━━━ Given passage ━━━

Imagine that you are caught in the middle of the following puzzle.
You are a journalist who works for a mainstream newspaper, broadcast network or wire service. According to decades of tradition about your craft, you are supposed to write news copy that ordinary Americans — some say middle-school level readers — can read and understand.
So you are sent to cover a story that is linked to a very complicated scientific event that, in order to understand it, would require people to grasp bites of scientific data as well as a complex concept or two. Now, the problem is that very, very few of the experts involved in explaining this scientific breakthrough speak ordinary English (or whatever language is spoken in the land in which this event is taking place).
Instead, they keep using terms that are very hard for journalists to quote, without bulking up their stories with lengthy explanations of what those terms mean. This assumes, of course, that the journalists can find qualified scientists who can provide said explanations without blurring the specifics to the point that the core scientists will consider the news report shallow or, even worse, inaccurate.

━━━ Record extracts ━━━

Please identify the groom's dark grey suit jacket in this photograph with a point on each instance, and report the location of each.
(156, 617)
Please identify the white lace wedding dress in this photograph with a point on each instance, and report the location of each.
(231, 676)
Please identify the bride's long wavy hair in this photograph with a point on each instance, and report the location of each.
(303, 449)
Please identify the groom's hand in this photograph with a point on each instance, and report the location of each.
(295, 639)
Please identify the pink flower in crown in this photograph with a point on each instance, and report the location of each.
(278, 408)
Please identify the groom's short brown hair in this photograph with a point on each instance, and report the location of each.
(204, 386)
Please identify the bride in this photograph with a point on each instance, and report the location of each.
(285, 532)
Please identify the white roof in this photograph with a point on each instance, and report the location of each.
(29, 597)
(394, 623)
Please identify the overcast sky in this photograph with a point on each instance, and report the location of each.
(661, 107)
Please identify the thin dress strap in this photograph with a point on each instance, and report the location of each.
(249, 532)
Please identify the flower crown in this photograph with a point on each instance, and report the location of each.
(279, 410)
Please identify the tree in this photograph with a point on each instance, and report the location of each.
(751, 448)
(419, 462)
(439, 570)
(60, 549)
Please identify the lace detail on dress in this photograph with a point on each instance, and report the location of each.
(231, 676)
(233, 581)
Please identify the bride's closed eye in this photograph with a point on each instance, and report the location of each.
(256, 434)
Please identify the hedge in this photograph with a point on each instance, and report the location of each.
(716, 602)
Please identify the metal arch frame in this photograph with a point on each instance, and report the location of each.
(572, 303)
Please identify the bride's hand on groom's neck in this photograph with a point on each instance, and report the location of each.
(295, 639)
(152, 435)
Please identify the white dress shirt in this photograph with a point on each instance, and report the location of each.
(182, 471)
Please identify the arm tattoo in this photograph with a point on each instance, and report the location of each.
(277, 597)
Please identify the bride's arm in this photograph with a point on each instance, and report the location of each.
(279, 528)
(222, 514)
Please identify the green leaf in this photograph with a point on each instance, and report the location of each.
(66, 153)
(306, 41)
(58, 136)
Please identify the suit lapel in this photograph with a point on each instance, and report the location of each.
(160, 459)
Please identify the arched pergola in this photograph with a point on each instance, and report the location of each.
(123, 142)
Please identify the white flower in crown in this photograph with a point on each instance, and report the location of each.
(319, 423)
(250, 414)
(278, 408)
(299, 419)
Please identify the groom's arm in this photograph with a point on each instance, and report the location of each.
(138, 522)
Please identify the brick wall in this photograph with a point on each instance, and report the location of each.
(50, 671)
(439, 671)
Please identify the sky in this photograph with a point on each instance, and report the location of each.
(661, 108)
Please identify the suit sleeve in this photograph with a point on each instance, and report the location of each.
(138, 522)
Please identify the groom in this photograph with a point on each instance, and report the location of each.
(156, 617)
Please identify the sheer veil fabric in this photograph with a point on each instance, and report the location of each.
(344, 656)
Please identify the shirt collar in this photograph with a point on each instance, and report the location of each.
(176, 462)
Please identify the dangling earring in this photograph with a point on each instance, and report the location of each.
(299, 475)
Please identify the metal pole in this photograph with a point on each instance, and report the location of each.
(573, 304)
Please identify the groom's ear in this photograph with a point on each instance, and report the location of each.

━━━

Task requirements >>
- 1) In the passage about journalists covering science, what reading level do some say ordinary Americans reading news copy are at?
- 2) Carry on the passage about journalists covering a complex scientific event from its last sentence.
The records have no connection to the text.

Answers >>
- 1) Middle-school level.

- 2)
So the goal, here, is to produce news copy that is accurate enough to be granted a passing grade by elite scientists at Stanford University or the Massachusetts Institute of Technology, yet also can be understood by ordinary Americans reading a newspaper or, Lord help us, glancing at some version of the story on their smartphones.
Good luck with that.
Now, let’s raise the bar on that journalistic challenge — way high. We will get to the second part of this puzzle in a moment. It involves theology.
This is precisely the double-edged scenario that host Todd Wilken and I contemplated in this week’s “Crossroads” podcast (click here to listen), which focused — among other things — on the Washington Post daily story about that massive breakthrough, maybe, in Big Bang theory. It’s the story that started like this:
In the beginning, the universe got very big very fast, transforming itself in a fraction of an instant from something almost infinitesimally small to something imponderably vast, a cosmos so huge that no one will ever be able to see it all.
This is the premise of an idea called cosmic inflation — a powerful twist on the big-bang theory — and Monday it received a major boost from an experiment at the South Pole called BICEP2. A team of astronomers led by John Kovac of the Harvard-Smithsonian Center for Astrophysics announced that it had detected ripples from gravitational waves created in a violent inflationary event at the dawn of time.
The universe created “transformed itself”?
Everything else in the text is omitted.